Terrence Malick, der bisher nur vier Filme gedreht hat, galt immer als ein wenig geheimnisumwittert. Immer spielt die unberührte Natur in seinen Filmen eine besondere Rolle. Jetzt hat er sich die uralte Geschichte um den Gründungsmythos Amerikas vorgenommen: Die Fabel um Amerikas berühmteste Indianerprinzessin Pocahontas.

Von Josef Schnelle | 03.03.2006
    "Alles ist gut, wie es aus den Händen des Schöpfers kommt." So las sich 1762 der erste Satz von "Emile", Jean Jacques Rousseaus programmatischem Erziehungsroman. Der philosophische Zauber dieses Satzes beherrscht die ersten Szenen des Filmes "Die neue Welt" mit wogendem Gras und flüsternden Indianern und jeden Augenblick erwartet man, eine Wendung der Dinge. Bei Rousseau heißt es weiter: "Alles entartet unter den Händen des Menschen." Die britischen Siedler mit Brustpanzer und Schießpulver, die eben an der amerikanischen Ostküste gelandet sind, werden´s schon richten. Der Mensch im Naturzustand, der "gute Wilde", dem die Aufklärer huldigten, lebte aber schon seit mehreren tausend Jahren auch nicht mehr unter den Algonquin-Indianern als 1607 drei britische Schiffe in der Gegend des heutigen Virginia landeten. Häuptling Powhatan verschonte daher den Kolonisten John Smith, den seine Krieger gefangen genommen hatten und so erfüllte sich das Schicksal seiner Tochter Pocahontas.

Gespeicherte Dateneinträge
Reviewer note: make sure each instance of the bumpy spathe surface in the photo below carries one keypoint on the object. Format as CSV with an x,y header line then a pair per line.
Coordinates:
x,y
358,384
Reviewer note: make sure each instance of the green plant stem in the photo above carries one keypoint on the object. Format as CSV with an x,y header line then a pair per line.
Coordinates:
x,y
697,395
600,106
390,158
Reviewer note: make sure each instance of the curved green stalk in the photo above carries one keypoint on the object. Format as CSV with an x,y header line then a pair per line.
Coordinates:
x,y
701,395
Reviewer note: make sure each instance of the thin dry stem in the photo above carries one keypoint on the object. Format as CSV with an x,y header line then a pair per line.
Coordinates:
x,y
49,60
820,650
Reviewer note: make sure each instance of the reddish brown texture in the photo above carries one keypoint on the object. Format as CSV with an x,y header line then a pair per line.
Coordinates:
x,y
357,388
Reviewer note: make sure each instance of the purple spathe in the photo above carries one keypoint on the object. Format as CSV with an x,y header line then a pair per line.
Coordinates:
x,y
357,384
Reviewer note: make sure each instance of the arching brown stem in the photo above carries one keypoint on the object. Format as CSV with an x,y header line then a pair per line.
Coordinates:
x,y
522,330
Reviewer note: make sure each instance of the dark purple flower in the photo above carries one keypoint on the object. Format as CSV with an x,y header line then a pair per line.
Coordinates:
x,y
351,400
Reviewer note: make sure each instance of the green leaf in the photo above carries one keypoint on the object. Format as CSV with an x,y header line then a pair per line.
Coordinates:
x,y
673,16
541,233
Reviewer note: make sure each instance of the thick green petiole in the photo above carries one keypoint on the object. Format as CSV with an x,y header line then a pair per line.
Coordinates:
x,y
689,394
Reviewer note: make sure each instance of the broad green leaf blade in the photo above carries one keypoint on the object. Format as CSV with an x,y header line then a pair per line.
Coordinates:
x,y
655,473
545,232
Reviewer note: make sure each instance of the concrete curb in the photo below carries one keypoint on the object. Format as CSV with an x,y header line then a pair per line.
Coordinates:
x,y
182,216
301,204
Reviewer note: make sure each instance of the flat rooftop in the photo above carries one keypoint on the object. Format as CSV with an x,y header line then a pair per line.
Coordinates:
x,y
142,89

_Pflichtaufgaben_:
A: Entscheiden Sie, ob die folgenden Aussagen mit der Filmkritik zu „Die neue Welt“ übereinstimmen: (i) Terrence Malick hat bisher nur vier Filme gedreht. (ii) Die drei britischen Schiffe landeten 1762 an der amerikanischen Ostküste. (iii) Häuptling Powhatan ließ den gefangenen John Smith töten. Antworten Sie jeweils mit Ja oder Nein und belegen Sie Ihre Entscheidung mit einem wörtlichen Zitat aus dem Text.
B: Führen Sie die Filmkritik zu „Die neue Welt“ im Anschluss an ihren letzten Satz fort.
Die Daten stammen aus einer anderen Quelle als die Filmkritik zu „Die neue Welt“.

_Lösungen_:
A:
(i) Ja: „der bisher nur vier Filme gedreht hat“
(ii) Nein: „als 1607 drei britische Schiffe in der Gegend des heutigen Virginia landeten“
(iii) Nein: „Häuptling Powhatan verschonte daher den Kolonisten John Smith“

B:
    "Alle Königstöchter waren schön …… alle liebten sie."

    Im Kern des Märchens vom Naturkind, das den Eroberer verzaubert, steckt ein gewisses Unbehagen und der Verdacht, dass bei der Kolonisierung Nordamerikas etwas grundsätzlich schief gegangen sein könnte. Die Indianer zogen bekanntlich dauerhaft den Kürzeren. Wäre statt Völkermord und Verdrängungskrieg nicht auch eine friedliche Verschmelzung der Kulturen möglich gewesen? Um frei nach Rousseau die kindliche Unschuld der Hauptfigur noch zu betonen, besetzte Malick sie mit einer verträumt lächelnden grazilen Kindfrau. Die Indianer tasten sich im Wortsinne an die Engländer heran, die im rasch errichteten verschlammten Fort verzweifelt an den Gebräuchen und Standesunterschieden der Heimat festhalten möchten. Dabei verstehen sie nicht einmal die Nutzpflanzen ihrer neuen Welt und wären wohl elendiglich verhungert, wenn Pocahontas und die Eingeborenen sie nicht mit milden Gaben durch den ersten Winter gefüttert hätten. Malicks Sympathie gehört eindeutig den Naturmenschen, die er mit sinnlicher Handkamera umschmeichelt, ganz so als enthalte die Zärtlichkeit der ersten Berührungen das Geheimnis des kulturellen Missverständnisses, das die neue Welt zu einer Kopie der alten machte. Im Schlamm von Jamestown nehmen die schlechten Eigenschaften der Europäer überhand. Vor denen hatte John Smith seine Pocahontas allerdings schon gewarnt – eigentlich vor dem kolonialen Bösen in sich selbst. Was nützt da schon all der Liebeszauber der Indianerprinzessin.

    "Gefalle ich dir so? … ich bin dein."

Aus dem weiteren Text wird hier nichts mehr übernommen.